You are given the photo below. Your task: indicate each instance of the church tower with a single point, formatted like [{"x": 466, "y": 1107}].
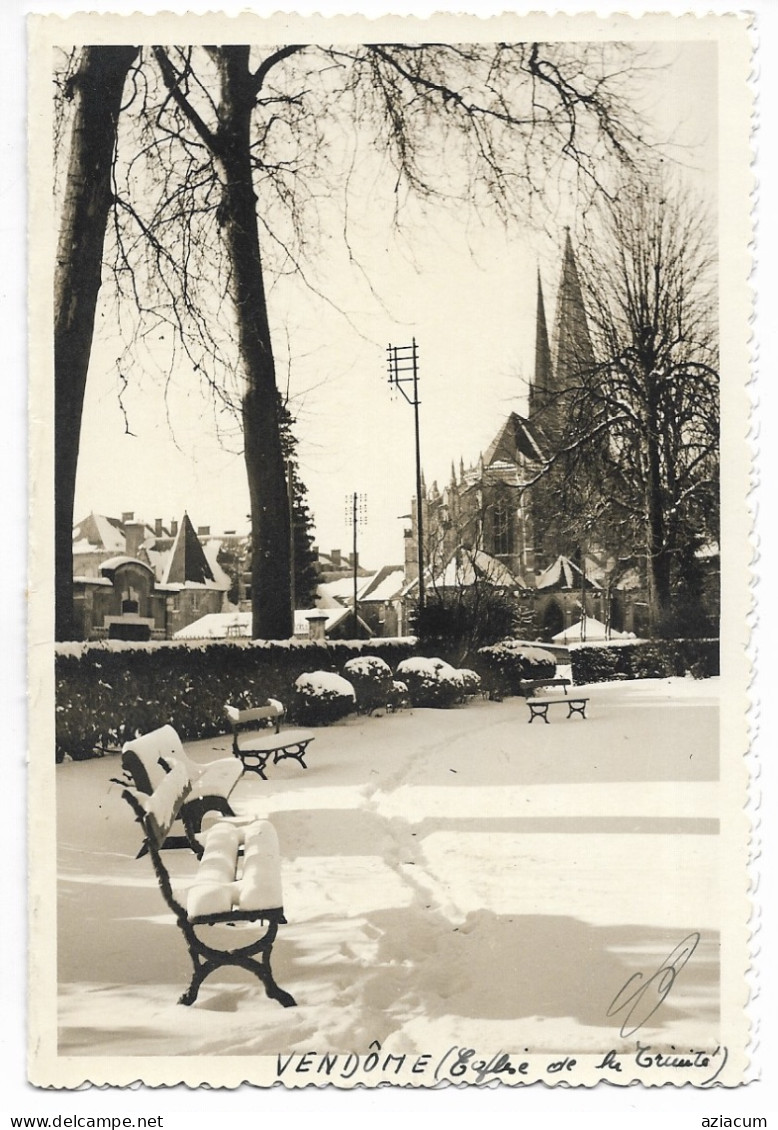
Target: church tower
[
  {"x": 558, "y": 373},
  {"x": 572, "y": 345},
  {"x": 542, "y": 383}
]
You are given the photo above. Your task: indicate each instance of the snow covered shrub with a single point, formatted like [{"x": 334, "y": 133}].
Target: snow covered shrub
[
  {"x": 596, "y": 663},
  {"x": 470, "y": 681},
  {"x": 109, "y": 692},
  {"x": 431, "y": 681},
  {"x": 321, "y": 697},
  {"x": 656, "y": 659},
  {"x": 398, "y": 695},
  {"x": 371, "y": 678},
  {"x": 506, "y": 665}
]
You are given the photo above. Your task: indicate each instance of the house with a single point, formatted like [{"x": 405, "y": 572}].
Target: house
[{"x": 136, "y": 581}]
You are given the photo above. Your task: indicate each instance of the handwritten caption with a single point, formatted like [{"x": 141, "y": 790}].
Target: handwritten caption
[{"x": 466, "y": 1065}]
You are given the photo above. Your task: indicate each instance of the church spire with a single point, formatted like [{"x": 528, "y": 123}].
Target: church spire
[
  {"x": 572, "y": 344},
  {"x": 543, "y": 377}
]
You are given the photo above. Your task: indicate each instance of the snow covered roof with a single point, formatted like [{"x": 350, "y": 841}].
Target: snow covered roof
[
  {"x": 564, "y": 574},
  {"x": 386, "y": 584},
  {"x": 333, "y": 617},
  {"x": 98, "y": 532},
  {"x": 113, "y": 563},
  {"x": 512, "y": 443},
  {"x": 593, "y": 631}
]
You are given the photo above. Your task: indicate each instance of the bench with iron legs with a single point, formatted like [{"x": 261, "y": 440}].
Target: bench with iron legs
[
  {"x": 256, "y": 749},
  {"x": 146, "y": 762},
  {"x": 238, "y": 885},
  {"x": 538, "y": 707}
]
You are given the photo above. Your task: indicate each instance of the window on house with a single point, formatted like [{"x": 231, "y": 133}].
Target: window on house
[
  {"x": 130, "y": 601},
  {"x": 501, "y": 529}
]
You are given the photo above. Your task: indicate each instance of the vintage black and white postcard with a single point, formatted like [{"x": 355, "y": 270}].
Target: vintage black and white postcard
[{"x": 389, "y": 550}]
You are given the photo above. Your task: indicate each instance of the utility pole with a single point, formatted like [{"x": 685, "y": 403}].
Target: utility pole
[
  {"x": 356, "y": 514},
  {"x": 403, "y": 366},
  {"x": 290, "y": 492}
]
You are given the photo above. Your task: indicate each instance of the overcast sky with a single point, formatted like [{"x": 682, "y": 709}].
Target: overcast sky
[{"x": 464, "y": 287}]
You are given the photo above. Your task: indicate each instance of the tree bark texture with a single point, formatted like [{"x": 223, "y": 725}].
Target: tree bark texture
[
  {"x": 97, "y": 89},
  {"x": 270, "y": 565}
]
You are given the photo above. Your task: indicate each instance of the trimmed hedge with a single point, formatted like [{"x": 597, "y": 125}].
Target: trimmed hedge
[
  {"x": 656, "y": 659},
  {"x": 431, "y": 681},
  {"x": 504, "y": 666},
  {"x": 110, "y": 692},
  {"x": 372, "y": 680},
  {"x": 321, "y": 697}
]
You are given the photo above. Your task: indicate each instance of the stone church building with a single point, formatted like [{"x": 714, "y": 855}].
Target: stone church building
[{"x": 499, "y": 521}]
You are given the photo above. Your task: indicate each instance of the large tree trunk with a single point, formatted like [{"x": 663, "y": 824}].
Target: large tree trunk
[
  {"x": 657, "y": 549},
  {"x": 270, "y": 566},
  {"x": 97, "y": 89}
]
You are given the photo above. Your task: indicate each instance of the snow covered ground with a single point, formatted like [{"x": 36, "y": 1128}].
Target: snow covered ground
[{"x": 450, "y": 877}]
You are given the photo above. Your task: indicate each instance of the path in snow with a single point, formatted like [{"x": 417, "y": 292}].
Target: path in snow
[{"x": 450, "y": 877}]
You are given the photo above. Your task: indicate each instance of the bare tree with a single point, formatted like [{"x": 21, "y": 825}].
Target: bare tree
[
  {"x": 640, "y": 453},
  {"x": 226, "y": 159}
]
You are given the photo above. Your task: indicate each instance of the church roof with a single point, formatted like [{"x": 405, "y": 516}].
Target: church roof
[
  {"x": 563, "y": 574},
  {"x": 572, "y": 344},
  {"x": 512, "y": 443},
  {"x": 469, "y": 566}
]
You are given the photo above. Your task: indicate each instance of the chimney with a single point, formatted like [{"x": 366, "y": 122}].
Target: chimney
[{"x": 134, "y": 537}]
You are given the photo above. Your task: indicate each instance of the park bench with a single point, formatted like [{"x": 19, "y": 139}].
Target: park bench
[
  {"x": 538, "y": 707},
  {"x": 146, "y": 761},
  {"x": 254, "y": 749},
  {"x": 529, "y": 686},
  {"x": 238, "y": 885}
]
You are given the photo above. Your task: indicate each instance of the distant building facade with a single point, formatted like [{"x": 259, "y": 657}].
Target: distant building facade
[
  {"x": 135, "y": 581},
  {"x": 500, "y": 516}
]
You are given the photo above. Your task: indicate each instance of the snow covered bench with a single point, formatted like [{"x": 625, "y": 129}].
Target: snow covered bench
[
  {"x": 146, "y": 762},
  {"x": 254, "y": 749},
  {"x": 529, "y": 686},
  {"x": 238, "y": 885},
  {"x": 538, "y": 707}
]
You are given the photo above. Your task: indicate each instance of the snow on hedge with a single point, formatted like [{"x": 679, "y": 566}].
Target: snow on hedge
[{"x": 325, "y": 685}]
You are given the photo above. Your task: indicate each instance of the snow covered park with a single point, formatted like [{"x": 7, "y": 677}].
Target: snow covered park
[{"x": 451, "y": 877}]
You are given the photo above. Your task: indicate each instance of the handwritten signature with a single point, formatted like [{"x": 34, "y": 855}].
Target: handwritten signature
[{"x": 641, "y": 996}]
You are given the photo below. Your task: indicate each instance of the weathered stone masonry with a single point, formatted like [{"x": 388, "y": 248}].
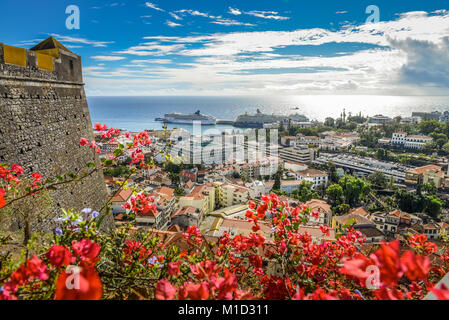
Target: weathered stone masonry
[{"x": 43, "y": 114}]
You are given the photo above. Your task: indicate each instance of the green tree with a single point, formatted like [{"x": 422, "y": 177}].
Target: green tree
[
  {"x": 433, "y": 206},
  {"x": 429, "y": 188},
  {"x": 428, "y": 126},
  {"x": 378, "y": 179},
  {"x": 354, "y": 189},
  {"x": 445, "y": 147},
  {"x": 335, "y": 193},
  {"x": 305, "y": 192},
  {"x": 329, "y": 122},
  {"x": 332, "y": 171}
]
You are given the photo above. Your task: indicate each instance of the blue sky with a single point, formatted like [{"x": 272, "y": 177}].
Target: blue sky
[{"x": 245, "y": 47}]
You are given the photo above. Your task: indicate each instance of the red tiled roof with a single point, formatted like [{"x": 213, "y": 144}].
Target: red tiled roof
[
  {"x": 421, "y": 170},
  {"x": 122, "y": 195}
]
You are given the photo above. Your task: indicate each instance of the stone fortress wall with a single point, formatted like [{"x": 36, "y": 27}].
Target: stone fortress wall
[{"x": 43, "y": 115}]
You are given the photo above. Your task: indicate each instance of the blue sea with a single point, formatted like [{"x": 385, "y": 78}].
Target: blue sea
[{"x": 139, "y": 113}]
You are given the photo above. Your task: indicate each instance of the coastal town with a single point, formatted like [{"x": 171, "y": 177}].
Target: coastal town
[
  {"x": 206, "y": 152},
  {"x": 387, "y": 178}
]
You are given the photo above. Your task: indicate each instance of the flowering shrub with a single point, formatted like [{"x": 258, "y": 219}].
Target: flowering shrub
[
  {"x": 83, "y": 263},
  {"x": 137, "y": 265}
]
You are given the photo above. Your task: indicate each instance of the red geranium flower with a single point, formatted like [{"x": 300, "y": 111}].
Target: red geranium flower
[
  {"x": 83, "y": 283},
  {"x": 86, "y": 249},
  {"x": 59, "y": 256},
  {"x": 165, "y": 291}
]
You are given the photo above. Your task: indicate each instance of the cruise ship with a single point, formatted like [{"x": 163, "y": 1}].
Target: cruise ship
[
  {"x": 189, "y": 118},
  {"x": 259, "y": 120}
]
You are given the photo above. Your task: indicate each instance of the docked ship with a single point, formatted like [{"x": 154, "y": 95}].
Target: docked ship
[
  {"x": 181, "y": 118},
  {"x": 260, "y": 120}
]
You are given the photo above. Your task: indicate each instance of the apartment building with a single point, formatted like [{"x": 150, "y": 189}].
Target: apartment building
[
  {"x": 415, "y": 176},
  {"x": 299, "y": 153},
  {"x": 201, "y": 197},
  {"x": 317, "y": 177},
  {"x": 165, "y": 202},
  {"x": 228, "y": 194},
  {"x": 416, "y": 142},
  {"x": 324, "y": 212}
]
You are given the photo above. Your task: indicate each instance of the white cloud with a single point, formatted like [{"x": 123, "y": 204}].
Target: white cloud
[
  {"x": 266, "y": 15},
  {"x": 412, "y": 57},
  {"x": 69, "y": 39},
  {"x": 175, "y": 16},
  {"x": 153, "y": 6},
  {"x": 230, "y": 22},
  {"x": 108, "y": 58},
  {"x": 172, "y": 24},
  {"x": 273, "y": 15},
  {"x": 235, "y": 12}
]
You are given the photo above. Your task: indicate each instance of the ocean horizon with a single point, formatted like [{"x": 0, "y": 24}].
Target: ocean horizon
[{"x": 136, "y": 113}]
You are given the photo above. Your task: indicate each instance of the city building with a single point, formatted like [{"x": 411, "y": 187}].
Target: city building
[
  {"x": 415, "y": 176},
  {"x": 295, "y": 166},
  {"x": 324, "y": 212},
  {"x": 402, "y": 139},
  {"x": 201, "y": 198},
  {"x": 444, "y": 117},
  {"x": 231, "y": 194},
  {"x": 120, "y": 198},
  {"x": 165, "y": 202},
  {"x": 299, "y": 153},
  {"x": 379, "y": 119},
  {"x": 317, "y": 177}
]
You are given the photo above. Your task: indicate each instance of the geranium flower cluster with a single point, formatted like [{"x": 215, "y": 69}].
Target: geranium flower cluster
[{"x": 141, "y": 204}]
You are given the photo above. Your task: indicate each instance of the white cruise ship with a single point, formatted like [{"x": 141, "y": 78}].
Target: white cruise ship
[{"x": 190, "y": 118}]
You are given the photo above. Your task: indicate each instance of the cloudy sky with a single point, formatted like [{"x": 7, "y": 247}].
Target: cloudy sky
[{"x": 265, "y": 47}]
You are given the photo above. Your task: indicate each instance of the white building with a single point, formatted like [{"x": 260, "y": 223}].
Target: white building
[
  {"x": 317, "y": 177},
  {"x": 409, "y": 141}
]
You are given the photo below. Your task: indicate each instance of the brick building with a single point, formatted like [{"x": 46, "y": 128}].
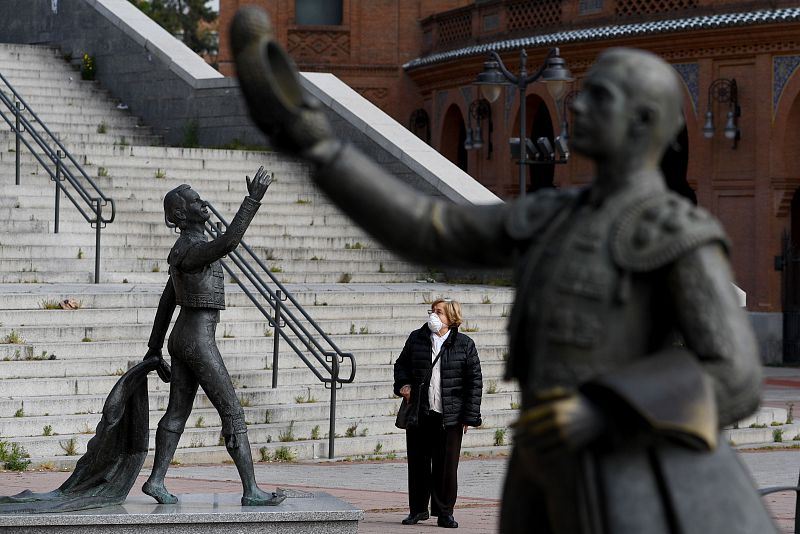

---+---

* What to produce
Reproduce the part of the records that opens with the line containing "of the ocean" and closes at the end of the records, replacing "cruise ship" with "ocean liner" and leaving everything else unchanged. Omit the pictures from your answer.

* Finished task
You are given the photo above. Your task: indicate each instance of the ocean horizon with a single point, formatted like [{"x": 0, "y": 24}].
Target: ocean horizon
[{"x": 136, "y": 113}]
You are given the photo above. Your task: indicate each instance of the city building with a single point, formatted like [{"x": 411, "y": 187}].
Target: city building
[
  {"x": 415, "y": 176},
  {"x": 295, "y": 166},
  {"x": 324, "y": 212},
  {"x": 402, "y": 139},
  {"x": 201, "y": 198},
  {"x": 444, "y": 117},
  {"x": 231, "y": 194},
  {"x": 120, "y": 198},
  {"x": 165, "y": 202},
  {"x": 299, "y": 153},
  {"x": 379, "y": 119},
  {"x": 317, "y": 177}
]
You are given the photo above. Your task: indicate each instance of the geranium flower cluster with a single point, formatted like [{"x": 215, "y": 69}].
Target: geranium flower cluster
[{"x": 141, "y": 204}]
You are given the photo above. Your task: indicate each instance of the white ocean liner with a single point, formatted like [{"x": 141, "y": 78}].
Target: white ocean liner
[{"x": 190, "y": 118}]
You are given the photo above. Your task: indicate each instance of the cloudy sky with a single point, formatted like [{"x": 7, "y": 247}].
Target: cloudy sky
[{"x": 265, "y": 47}]
You are given the photo above. Your task: indicate each instance of the white building with a single point, formatted like [{"x": 260, "y": 223}].
Target: white building
[
  {"x": 317, "y": 177},
  {"x": 409, "y": 141}
]
You are given the photo below. Your task: indicate each instance of the brick building with a single point, formatted like [{"x": 46, "y": 128}].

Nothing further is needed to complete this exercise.